__练习任务__
请将下方数据中的若干行原样打印出来，从包含“[spot] the gray roof, one”的那一行开始，到包含“[spot] the exposed”的那一行结束，首尾两行都要包括。

__给定信息__

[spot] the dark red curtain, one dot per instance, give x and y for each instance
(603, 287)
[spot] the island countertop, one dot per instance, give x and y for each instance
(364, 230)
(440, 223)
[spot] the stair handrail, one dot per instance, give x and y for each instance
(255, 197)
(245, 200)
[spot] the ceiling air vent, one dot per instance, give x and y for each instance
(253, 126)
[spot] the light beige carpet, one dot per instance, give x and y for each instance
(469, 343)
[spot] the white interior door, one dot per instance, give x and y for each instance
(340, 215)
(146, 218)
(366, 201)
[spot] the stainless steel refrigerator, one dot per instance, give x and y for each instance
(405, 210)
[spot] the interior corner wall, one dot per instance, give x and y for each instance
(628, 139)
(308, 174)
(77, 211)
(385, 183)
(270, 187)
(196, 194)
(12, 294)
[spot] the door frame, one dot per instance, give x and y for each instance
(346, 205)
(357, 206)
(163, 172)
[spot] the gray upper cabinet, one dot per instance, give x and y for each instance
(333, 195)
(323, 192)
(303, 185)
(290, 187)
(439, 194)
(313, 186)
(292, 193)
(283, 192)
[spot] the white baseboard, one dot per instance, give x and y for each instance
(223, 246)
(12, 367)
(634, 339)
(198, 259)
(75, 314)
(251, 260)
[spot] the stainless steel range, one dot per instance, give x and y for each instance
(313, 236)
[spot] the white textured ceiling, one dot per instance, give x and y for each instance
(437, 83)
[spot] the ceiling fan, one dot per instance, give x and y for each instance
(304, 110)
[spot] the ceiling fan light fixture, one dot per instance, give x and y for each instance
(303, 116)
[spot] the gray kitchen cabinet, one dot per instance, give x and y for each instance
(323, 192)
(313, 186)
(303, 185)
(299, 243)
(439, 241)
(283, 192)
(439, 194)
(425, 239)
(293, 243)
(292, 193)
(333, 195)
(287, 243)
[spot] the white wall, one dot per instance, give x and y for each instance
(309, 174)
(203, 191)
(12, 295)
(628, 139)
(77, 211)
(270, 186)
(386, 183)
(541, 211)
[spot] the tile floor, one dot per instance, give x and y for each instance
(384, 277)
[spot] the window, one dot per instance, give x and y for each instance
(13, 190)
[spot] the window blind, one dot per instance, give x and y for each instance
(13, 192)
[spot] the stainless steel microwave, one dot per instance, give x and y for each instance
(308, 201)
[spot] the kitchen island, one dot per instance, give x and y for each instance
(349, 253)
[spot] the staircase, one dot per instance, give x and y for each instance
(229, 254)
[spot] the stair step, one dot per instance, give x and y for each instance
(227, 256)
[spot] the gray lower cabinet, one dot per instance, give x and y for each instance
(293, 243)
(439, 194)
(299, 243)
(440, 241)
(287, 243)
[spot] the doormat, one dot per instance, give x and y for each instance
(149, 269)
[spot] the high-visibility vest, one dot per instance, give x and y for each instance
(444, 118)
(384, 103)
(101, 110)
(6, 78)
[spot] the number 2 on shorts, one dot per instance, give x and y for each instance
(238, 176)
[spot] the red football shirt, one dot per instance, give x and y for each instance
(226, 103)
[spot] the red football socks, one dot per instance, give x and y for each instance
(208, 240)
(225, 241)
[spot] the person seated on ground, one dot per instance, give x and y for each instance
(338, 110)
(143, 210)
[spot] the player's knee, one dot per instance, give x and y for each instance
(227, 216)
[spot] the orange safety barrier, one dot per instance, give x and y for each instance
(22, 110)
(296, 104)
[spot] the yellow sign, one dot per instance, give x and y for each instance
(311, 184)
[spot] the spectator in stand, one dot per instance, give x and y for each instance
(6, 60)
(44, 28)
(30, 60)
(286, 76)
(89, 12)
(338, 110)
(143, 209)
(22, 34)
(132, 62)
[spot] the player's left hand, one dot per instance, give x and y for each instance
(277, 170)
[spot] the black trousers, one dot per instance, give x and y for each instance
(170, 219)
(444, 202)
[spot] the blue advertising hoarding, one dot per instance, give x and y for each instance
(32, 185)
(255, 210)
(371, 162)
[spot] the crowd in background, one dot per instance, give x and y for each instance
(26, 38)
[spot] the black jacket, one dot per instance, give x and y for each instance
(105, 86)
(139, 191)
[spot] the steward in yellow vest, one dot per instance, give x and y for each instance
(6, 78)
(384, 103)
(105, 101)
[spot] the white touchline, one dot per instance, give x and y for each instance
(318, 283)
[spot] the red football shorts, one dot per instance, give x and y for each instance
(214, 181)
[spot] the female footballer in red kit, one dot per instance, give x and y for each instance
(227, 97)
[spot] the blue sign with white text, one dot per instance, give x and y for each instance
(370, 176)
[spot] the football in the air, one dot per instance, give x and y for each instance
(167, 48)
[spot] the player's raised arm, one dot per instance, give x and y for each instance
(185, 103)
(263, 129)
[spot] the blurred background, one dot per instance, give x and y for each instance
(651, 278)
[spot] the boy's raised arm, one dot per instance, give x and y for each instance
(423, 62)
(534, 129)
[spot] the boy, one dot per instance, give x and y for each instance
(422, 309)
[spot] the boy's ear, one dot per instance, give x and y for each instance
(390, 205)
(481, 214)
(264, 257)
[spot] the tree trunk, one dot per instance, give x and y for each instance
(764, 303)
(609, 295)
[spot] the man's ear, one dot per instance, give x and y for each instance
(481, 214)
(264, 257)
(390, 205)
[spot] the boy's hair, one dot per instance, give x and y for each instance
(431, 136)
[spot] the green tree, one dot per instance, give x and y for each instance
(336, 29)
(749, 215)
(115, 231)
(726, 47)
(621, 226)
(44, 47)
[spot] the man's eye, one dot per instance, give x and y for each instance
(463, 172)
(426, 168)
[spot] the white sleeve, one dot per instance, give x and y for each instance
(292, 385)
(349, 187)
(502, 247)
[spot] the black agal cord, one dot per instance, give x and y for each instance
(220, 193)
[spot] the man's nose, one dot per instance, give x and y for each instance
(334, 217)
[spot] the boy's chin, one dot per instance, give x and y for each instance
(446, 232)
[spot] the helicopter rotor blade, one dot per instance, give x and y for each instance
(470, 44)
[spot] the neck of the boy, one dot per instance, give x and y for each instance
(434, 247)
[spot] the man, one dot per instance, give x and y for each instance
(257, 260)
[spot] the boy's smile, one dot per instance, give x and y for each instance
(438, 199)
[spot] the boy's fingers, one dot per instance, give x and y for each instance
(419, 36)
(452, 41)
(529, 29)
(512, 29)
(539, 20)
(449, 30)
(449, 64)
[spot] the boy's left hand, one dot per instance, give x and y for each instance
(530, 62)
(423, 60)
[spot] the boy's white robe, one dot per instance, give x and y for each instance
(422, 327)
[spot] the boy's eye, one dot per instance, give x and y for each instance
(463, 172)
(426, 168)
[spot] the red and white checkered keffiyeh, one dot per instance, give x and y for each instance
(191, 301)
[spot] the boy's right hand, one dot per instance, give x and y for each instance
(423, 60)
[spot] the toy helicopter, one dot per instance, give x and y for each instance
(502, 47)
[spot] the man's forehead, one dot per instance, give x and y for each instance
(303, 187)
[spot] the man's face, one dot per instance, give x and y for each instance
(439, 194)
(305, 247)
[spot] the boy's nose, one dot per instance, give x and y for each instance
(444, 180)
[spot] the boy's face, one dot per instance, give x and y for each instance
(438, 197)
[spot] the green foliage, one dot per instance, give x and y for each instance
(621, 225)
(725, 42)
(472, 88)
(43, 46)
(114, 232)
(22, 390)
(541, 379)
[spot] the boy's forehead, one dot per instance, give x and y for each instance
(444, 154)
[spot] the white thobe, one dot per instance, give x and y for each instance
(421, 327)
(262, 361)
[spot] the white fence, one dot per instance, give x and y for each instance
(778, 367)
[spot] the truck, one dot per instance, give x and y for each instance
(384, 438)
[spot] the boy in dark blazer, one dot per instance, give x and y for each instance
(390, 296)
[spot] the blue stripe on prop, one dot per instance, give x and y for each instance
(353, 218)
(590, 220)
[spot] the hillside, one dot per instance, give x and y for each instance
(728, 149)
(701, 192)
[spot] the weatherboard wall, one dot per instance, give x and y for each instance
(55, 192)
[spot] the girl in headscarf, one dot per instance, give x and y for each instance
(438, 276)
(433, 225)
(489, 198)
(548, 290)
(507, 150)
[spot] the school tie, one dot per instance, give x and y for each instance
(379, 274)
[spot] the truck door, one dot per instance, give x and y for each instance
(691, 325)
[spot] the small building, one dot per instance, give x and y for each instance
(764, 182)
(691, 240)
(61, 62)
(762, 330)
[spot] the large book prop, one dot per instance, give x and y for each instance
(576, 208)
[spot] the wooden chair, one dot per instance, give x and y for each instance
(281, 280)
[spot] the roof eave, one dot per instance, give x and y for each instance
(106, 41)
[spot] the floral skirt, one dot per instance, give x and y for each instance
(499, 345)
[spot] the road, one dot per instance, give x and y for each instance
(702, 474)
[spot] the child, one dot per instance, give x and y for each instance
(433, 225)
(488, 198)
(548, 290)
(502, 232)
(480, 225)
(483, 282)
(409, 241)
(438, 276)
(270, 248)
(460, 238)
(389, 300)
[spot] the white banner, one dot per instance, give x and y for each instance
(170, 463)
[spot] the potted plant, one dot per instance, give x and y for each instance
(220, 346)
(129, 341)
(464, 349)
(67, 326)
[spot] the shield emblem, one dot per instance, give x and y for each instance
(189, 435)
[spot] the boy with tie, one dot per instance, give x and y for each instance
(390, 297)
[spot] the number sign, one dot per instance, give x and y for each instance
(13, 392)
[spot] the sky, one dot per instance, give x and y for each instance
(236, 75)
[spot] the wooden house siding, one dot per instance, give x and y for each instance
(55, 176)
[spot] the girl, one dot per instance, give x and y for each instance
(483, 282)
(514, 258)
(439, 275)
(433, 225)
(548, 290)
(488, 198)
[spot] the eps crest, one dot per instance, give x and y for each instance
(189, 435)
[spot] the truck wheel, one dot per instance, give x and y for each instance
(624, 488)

--

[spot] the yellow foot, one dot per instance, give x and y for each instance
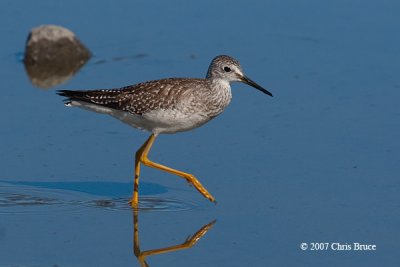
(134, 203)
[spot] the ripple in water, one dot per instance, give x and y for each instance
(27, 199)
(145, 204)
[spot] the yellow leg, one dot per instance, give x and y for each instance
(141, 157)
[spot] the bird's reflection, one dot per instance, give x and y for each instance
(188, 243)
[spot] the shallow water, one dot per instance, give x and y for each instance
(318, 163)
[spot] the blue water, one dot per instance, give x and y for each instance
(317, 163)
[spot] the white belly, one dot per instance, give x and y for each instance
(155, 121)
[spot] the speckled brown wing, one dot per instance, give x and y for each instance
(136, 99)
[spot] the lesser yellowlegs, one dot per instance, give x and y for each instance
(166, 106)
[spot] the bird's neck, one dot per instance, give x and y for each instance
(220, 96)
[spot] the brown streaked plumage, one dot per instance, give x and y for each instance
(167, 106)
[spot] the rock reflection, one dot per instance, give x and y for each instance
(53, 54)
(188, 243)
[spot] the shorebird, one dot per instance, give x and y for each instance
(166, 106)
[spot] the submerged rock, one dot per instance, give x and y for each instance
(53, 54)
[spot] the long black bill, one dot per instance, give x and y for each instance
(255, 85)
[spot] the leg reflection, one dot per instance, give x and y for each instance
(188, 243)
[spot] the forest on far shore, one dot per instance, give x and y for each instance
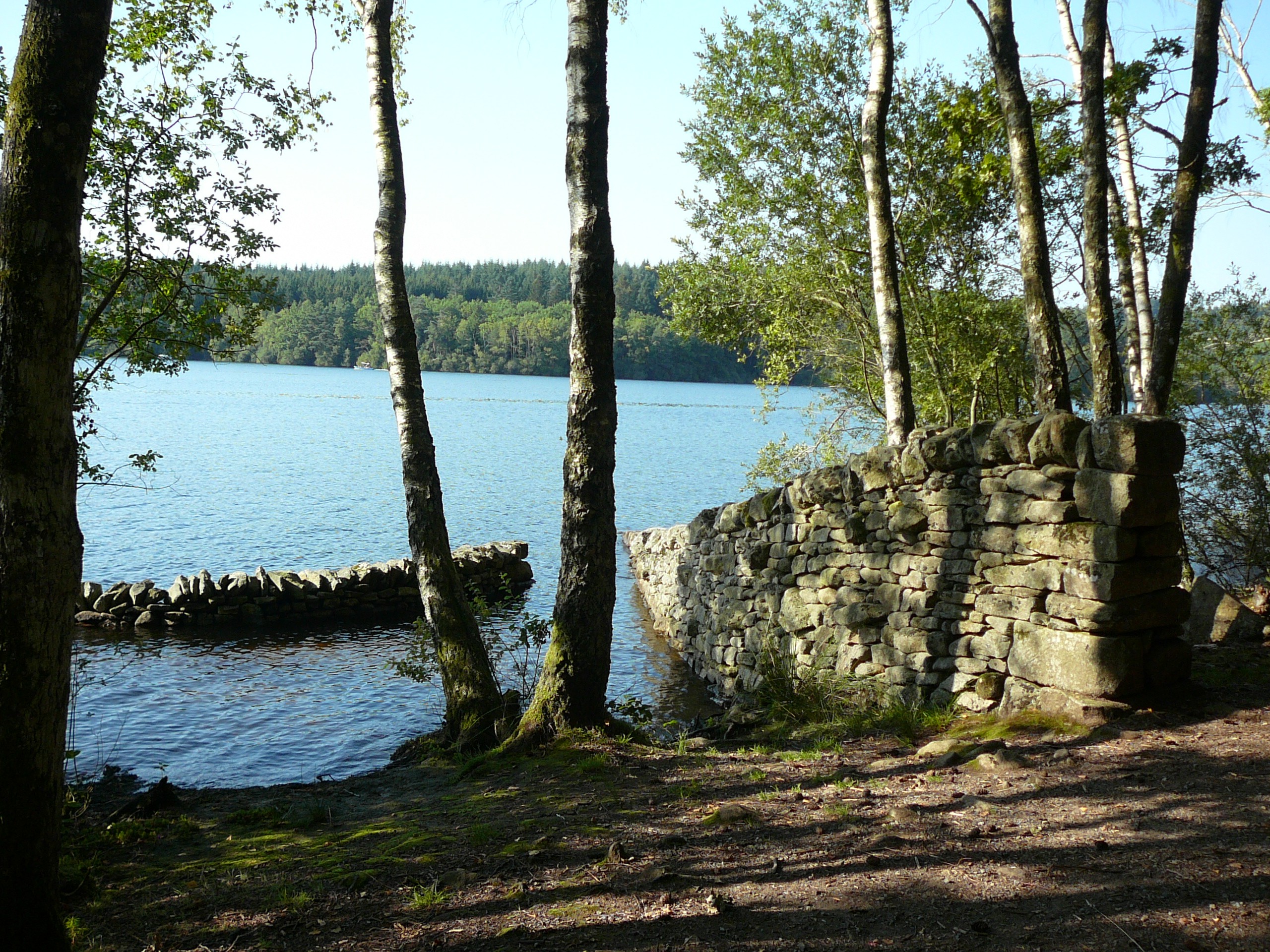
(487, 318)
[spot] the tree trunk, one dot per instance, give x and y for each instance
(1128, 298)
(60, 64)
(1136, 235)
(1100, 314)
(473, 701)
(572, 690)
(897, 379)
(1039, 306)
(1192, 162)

---

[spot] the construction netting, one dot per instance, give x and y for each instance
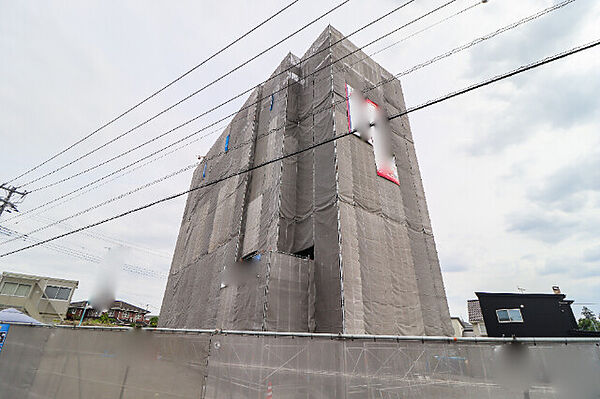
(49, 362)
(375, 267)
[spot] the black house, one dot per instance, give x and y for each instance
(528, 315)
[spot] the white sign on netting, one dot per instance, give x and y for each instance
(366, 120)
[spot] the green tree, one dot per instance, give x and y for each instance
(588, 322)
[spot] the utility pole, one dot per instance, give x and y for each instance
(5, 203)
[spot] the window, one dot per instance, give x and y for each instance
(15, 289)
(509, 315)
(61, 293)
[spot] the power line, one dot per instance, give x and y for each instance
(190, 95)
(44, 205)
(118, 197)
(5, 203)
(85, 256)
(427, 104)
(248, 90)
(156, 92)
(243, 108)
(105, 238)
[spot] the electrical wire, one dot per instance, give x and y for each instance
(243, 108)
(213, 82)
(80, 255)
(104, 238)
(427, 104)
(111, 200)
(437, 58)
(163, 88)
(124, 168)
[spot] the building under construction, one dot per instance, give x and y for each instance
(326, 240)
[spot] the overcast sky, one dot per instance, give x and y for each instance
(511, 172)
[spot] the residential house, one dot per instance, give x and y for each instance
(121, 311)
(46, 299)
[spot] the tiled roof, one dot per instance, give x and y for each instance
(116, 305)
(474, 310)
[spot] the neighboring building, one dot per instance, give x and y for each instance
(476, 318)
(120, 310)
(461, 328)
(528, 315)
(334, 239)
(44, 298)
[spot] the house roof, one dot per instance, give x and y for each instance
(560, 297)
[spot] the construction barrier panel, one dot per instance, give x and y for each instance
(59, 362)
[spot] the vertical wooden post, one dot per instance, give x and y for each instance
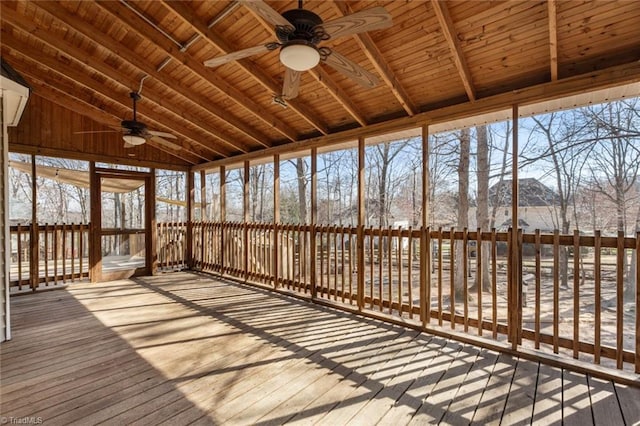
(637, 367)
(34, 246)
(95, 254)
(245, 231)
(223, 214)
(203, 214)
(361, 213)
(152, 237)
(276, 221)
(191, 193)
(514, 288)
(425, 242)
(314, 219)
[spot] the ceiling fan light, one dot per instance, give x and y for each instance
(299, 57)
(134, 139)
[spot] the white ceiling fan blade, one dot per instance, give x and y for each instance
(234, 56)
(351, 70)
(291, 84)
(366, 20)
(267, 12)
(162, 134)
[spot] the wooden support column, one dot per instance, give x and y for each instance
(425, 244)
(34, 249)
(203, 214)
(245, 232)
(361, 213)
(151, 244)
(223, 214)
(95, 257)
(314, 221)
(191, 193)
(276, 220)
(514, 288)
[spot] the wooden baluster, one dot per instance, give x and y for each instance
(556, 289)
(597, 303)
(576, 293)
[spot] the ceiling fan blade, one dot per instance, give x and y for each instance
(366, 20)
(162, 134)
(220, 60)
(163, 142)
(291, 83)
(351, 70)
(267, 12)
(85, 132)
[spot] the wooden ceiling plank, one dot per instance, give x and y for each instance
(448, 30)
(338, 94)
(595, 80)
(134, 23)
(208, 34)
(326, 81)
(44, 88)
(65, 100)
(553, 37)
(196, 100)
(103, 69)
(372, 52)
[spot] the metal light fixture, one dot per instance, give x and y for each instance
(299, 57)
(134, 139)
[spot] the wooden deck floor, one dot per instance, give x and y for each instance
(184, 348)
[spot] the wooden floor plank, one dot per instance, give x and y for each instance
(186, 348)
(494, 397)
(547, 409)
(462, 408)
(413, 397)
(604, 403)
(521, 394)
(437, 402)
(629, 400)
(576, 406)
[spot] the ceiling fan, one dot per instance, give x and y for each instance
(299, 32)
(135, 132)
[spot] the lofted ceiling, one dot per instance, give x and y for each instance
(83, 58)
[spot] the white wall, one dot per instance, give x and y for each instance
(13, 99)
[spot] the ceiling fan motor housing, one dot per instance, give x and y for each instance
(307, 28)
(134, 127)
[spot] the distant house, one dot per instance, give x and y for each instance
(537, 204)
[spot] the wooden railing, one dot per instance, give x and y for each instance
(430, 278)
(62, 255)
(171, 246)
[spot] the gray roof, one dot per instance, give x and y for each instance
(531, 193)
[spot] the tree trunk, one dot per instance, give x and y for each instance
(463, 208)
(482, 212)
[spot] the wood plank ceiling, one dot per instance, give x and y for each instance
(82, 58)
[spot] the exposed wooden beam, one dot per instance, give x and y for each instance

__回答__
[spot] the gray roof, one dot per instance, give x and y for each instance
(531, 193)
[spot] the tree trunk, one dot per instance, give x and y for each instance
(463, 208)
(482, 212)
[spot] the wood plank ceiling, one dot per instance, give x and y for each instance
(82, 58)
[spot] the exposed wooden beam, one dot per instance, give x and y for each instance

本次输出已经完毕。